- TEXTE EXTRAIT -
+ + + + +

Le projet de loi Climat et résilience porte une ambition claire : mettre la France sur la trajectoire d'une économie décarbonée d'ici à 2050, avec des mesures transversales touchant tous les secteurs.
Lors de mes travaux, j'ai suivi une ligne directrice : aller au-delà de l'affichage et de la communication, et faire en sorte que ce texte soit à la hauteur des enjeux. Cela se traduit par trois objectifs : consolider l'aspect pragmatique et opérationnel du texte, en préservant les mesures les plus efficaces et en veillant à ne pas créer d'usines à gaz qui desserviraient nos entreprises et nos collectivités territoriales ; remettre sur de bons rails des mesures à contre-emploi, qui auraient un impact défavorable sur l'environnement ; enfin, enrichir le texte avec d'autres mesures indispensables pour que la France relève le défi climatique. Ainsi, je vous propose de gratter le vernis qui entoure de nombreuses mesures, afin d'analyser dans le détail le coeur des dispositifs.
Le nombre d'amendements déposés par tous les groupes politiques du Sénat témoigne de notre volonté commune de faire bouger les choses de manière constructive et ambitieuse. Tout en préservant la résilience de notre modèle économique, nous souhaitions une transition climatique vertueuse, créatrice de valeurs et d'emplois, et fondée sur trois piliers : environnemental, économique et social.
Vous m'avez confié l'analyse de trois parties du texte : le volet « Consommer » ; les articles « forestiers » ; et le volet « Se nourrir ».
Concernant la consommation, réussir la transition écologique implique de modifier certains comportements. Plusieurs outils existent pour cela : l'interdiction stricte, les incitations fiscales et l'information du consommateur, qui repose sur l'hypothèse que ce dernier fera des choix plus vertueux en ayant connaissance des produits et des services. C'est d'ailleurs ce que nous avions déjà recommandé lors de l'examen de la loi Économie circulaire, il y a un an et demi. Les dispositions du volet « Consommer » du présent projet de loi reposent essentiellement sur ces deux leviers : l'information et l'interdiction.

+ + + + +

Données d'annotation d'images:
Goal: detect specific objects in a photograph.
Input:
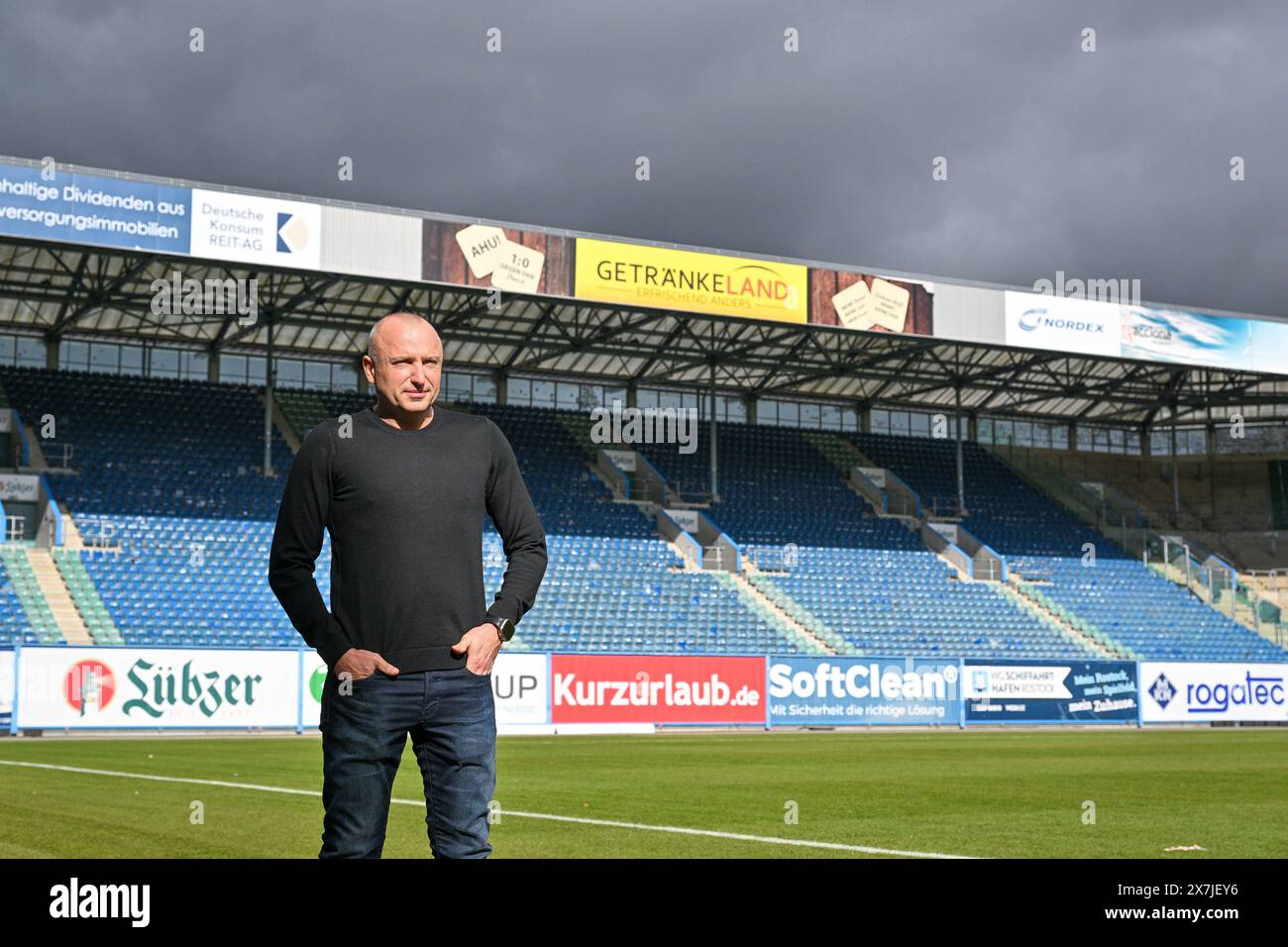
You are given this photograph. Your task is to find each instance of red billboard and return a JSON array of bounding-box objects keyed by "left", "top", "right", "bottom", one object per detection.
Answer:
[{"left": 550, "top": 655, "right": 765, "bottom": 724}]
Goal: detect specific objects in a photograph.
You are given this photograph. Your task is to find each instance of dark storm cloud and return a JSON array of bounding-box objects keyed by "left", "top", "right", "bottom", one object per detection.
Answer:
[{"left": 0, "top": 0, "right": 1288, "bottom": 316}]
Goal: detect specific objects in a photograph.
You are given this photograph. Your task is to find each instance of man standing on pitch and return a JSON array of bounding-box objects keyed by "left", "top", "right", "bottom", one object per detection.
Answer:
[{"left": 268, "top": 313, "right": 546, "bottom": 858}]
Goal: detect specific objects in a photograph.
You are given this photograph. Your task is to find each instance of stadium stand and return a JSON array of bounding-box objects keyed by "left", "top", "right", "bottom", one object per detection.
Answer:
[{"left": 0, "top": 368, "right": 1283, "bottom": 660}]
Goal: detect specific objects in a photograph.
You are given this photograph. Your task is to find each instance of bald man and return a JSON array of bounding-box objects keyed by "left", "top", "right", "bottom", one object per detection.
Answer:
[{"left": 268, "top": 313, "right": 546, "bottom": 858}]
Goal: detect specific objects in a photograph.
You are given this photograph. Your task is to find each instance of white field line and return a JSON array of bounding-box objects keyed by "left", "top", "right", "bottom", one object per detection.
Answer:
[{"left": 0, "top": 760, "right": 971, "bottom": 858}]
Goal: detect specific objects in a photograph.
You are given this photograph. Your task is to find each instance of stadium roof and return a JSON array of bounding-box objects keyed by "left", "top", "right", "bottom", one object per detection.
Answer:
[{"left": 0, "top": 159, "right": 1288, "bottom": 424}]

+ + + + +

- TRAVAIL DEMANDÉ -
**a)** Dénombrez les lignes de la liste où figure la chaîne "array", en tenant compte de la casse, et indiquez seulement ce nombre.
**b)** Prolongez le texte sur le projet de loi Climat et résilience en reprenant après sa dernière phrase.

- RÉPONSES PAR CONSIGNE -
**a)** 7

**b)**
Le volet « Consommer » présente des mesures de portée inégale ; pour certaines, leur ambition environnementale doit être revue à la hausse et leur faisabilité mieux assurée ; je vous propose des amendements en ce sens. On trouve également des dispositifs purement cosmétiques, voire caricaturaux ou démagogiques, que je vous propose de supprimer. Le sujet, à mes yeux, doit être traité sous le prisme de la responsabilisation des consommateurs. Il s'agit de placer les consommateurs en situation de mieux maîtriser les avantages et les inconvénients des produits proposés, afin qu'ils puissent choisir en connaissance de cause. Il faut refuser l'infantilisation et ne plus se payer de mots en pensant que la question est réglée dès lors que le marteau de l'interdiction est venu frapper la tête du commerçant et du client ; cela délégitimise la cause environnementale, aiguise les tensions et oppose les citoyens entre eux, au détriment de l'atteinte de nos objectifs écologiques.
En revanche, il convient de bien sanctionner les tromperies, tout en améliorant la qualité de l'information fournie. Les amendements sur ce volet visent plus d'efficacité environnementale, plus d'acceptabilité et plus de pragmatisme.
J'en viens maintenant au volet « Forêt et aires protégées ». Les dispositions sont dispersées dans deux parties différentes du texte : « Produire » et « Se loger » - et même trois, si l'on inclut la déforestation importée dans le volet « Se nourrir ».
La forêt ne figurait qu'indirectement dans le projet de loi initial ; je regrette qu'elle ait été ainsi oubliée, et je m'interroge : serait-ce parce que la temporalité de la forêt s'étend sur des décennies, voire des siècles, que ce projet de loi - se revendiquant de l'écologie du quotidien - passe à côté de cet enjeu majeur ?
Pourtant, le climat n'est pas une question de court terme. Le lien entre forêt et changement climatique existe dans les deux sens : d'une part, la forêt française atténue le changement climatique en absorbant chaque année plus de 11 % de nos émissions de gaz à effet de serre - la forêt, réservoir de biodiversité, joue un rôle de filtration de l'eau, contribuant à la résilience face au changement climatique - ; et d'autre part, le changement climatique menace la forêt dans son existence même.
Ces dernières années, la forêt a subi les premiers effets du changement climatique. Les sécheresses ont affaibli ses « défenses immunitaires » et elle n'a pu résister aux attaques de parasites, notamment dans le quart nord-est de la France. Enfin, le risque d'incendie menace désormais des régions auparavant peu concernées.
Les forêts sont des écosystèmes complexes, reposant sur des équilibres sensibles et fragiles, qui remplissent plusieurs fonctions à la fois ; ils s'accommodent mal de la spécialisation ou de la sectorisation, avec, d'un côté, des forêts en libre évolution et, de l'autre, des forêts industrialisées.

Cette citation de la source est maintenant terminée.